[Collected data]
----
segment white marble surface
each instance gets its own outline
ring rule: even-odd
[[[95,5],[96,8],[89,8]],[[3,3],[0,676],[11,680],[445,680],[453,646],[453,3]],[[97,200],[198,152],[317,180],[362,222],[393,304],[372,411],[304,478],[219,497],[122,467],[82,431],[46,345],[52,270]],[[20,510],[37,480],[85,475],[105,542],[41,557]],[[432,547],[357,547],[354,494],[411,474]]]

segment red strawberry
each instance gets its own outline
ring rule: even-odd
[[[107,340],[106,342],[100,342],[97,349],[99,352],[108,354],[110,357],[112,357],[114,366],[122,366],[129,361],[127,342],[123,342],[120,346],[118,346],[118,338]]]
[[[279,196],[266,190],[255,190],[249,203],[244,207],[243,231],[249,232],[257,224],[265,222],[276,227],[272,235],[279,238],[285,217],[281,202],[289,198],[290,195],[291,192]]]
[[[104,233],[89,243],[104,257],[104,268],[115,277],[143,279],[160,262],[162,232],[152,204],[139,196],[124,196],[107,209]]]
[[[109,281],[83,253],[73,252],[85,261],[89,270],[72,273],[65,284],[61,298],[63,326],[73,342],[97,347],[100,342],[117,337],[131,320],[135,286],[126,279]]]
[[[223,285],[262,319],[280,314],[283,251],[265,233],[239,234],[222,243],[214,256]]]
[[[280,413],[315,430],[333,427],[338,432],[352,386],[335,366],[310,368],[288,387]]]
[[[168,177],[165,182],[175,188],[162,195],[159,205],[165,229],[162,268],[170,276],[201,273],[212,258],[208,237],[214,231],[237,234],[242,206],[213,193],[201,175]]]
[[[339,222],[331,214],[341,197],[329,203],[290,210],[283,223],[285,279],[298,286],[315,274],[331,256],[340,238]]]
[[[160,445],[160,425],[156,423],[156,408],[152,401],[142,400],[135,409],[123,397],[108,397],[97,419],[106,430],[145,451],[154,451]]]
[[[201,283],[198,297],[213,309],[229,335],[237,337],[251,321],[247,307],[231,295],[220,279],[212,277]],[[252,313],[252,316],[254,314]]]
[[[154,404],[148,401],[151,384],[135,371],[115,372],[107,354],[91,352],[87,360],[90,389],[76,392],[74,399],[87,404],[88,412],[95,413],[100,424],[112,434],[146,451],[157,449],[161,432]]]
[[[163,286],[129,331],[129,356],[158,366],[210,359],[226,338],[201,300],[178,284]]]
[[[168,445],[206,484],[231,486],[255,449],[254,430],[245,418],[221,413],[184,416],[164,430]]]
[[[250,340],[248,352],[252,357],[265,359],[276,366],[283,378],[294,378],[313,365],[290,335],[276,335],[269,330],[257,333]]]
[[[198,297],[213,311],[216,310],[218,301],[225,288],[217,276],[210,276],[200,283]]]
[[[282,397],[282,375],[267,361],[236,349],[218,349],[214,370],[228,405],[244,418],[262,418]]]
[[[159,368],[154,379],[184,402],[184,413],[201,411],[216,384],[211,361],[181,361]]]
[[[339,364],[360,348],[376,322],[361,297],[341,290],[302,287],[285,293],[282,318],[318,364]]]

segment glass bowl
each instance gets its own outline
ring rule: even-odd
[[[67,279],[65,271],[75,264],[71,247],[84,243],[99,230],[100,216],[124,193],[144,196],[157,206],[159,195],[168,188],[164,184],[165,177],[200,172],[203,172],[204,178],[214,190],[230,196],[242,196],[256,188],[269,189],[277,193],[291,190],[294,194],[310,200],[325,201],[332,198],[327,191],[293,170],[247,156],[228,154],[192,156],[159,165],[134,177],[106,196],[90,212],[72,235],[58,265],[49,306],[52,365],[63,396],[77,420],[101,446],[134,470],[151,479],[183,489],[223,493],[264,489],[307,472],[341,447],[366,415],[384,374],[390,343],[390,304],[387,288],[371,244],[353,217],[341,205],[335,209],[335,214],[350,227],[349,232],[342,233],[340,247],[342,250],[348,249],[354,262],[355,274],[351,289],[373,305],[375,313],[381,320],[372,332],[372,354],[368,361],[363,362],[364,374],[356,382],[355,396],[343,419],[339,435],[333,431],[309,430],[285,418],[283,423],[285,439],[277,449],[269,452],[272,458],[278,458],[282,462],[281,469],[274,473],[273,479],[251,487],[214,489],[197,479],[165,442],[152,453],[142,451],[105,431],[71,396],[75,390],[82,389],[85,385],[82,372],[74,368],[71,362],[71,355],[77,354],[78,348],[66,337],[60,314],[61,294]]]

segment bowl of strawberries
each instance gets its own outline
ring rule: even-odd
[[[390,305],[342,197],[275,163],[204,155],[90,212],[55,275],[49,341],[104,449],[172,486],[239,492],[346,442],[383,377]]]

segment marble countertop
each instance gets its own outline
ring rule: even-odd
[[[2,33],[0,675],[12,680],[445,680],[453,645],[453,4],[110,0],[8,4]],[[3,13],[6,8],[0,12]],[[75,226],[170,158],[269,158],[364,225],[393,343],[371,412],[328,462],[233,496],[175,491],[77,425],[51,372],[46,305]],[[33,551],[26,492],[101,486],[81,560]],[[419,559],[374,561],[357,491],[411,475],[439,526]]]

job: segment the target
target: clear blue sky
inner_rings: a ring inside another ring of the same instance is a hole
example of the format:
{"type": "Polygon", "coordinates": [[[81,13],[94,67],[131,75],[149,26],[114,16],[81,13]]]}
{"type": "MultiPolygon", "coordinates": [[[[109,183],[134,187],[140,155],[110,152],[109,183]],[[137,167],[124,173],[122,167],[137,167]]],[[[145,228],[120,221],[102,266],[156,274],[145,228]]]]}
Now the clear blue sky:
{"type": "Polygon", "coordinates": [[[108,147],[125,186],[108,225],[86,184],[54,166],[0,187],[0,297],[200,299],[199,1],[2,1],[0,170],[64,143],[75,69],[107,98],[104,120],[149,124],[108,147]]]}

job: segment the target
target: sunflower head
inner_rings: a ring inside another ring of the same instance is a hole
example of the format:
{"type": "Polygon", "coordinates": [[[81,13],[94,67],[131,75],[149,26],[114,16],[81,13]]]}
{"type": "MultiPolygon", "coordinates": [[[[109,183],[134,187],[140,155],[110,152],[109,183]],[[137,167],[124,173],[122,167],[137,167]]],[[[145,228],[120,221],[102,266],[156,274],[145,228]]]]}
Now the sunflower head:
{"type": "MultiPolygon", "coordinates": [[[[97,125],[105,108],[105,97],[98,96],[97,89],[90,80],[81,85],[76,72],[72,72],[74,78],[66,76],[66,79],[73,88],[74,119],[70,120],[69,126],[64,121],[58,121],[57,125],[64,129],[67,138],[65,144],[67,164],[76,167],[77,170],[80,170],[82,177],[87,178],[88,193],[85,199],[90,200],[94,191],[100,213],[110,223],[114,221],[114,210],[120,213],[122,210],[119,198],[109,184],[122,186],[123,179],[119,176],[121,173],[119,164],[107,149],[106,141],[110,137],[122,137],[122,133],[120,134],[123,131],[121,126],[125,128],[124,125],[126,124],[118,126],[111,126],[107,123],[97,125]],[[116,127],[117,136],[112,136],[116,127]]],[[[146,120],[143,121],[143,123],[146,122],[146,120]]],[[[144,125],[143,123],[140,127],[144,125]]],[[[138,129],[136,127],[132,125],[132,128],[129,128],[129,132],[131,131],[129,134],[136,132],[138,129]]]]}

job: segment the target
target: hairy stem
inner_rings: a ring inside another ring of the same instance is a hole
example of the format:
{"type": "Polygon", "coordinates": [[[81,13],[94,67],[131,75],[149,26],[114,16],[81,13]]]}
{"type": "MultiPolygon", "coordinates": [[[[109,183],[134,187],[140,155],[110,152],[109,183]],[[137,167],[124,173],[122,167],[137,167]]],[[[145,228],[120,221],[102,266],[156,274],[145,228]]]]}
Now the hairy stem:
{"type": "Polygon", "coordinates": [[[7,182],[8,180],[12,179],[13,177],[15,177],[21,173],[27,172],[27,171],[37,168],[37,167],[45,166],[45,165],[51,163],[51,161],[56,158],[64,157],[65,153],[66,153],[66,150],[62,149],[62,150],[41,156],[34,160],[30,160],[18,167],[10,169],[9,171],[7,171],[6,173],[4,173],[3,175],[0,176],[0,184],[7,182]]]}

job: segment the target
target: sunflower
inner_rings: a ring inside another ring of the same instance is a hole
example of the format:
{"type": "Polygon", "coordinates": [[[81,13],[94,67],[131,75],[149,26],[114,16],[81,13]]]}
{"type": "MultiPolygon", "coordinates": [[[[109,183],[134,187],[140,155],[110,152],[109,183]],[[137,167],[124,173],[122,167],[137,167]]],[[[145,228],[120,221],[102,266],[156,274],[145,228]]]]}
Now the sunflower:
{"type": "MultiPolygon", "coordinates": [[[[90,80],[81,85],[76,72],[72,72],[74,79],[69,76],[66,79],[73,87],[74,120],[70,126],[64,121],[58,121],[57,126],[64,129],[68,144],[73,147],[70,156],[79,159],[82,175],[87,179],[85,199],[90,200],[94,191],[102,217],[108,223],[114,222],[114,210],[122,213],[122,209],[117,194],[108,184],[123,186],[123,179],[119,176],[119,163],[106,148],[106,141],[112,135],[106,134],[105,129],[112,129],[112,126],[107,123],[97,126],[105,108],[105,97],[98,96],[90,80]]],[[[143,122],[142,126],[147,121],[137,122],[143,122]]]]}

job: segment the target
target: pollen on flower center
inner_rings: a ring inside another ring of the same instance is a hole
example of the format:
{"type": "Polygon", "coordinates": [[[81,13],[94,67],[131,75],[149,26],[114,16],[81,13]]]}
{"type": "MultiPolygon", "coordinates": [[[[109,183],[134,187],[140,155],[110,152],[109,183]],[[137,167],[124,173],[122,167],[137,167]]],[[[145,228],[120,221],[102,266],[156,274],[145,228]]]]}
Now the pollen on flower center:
----
With the line that contains "target: pollen on flower center" as the first and the final line of the data as the last, repeat every line in that span exactly.

### SOLUTION TO THIS PROBLEM
target: pollen on flower center
inner_rings: a ring inside another ring of the same instance is a hole
example of the format:
{"type": "Polygon", "coordinates": [[[81,13],[94,67],[131,75],[149,26],[114,16],[81,13]]]}
{"type": "MultiPolygon", "coordinates": [[[[109,183],[134,187],[140,155],[110,152],[109,183]],[[137,167],[124,173],[122,167],[137,167]]],[[[145,228],[120,221],[102,266],[156,274],[145,228]]]]}
Now the pollen on flower center:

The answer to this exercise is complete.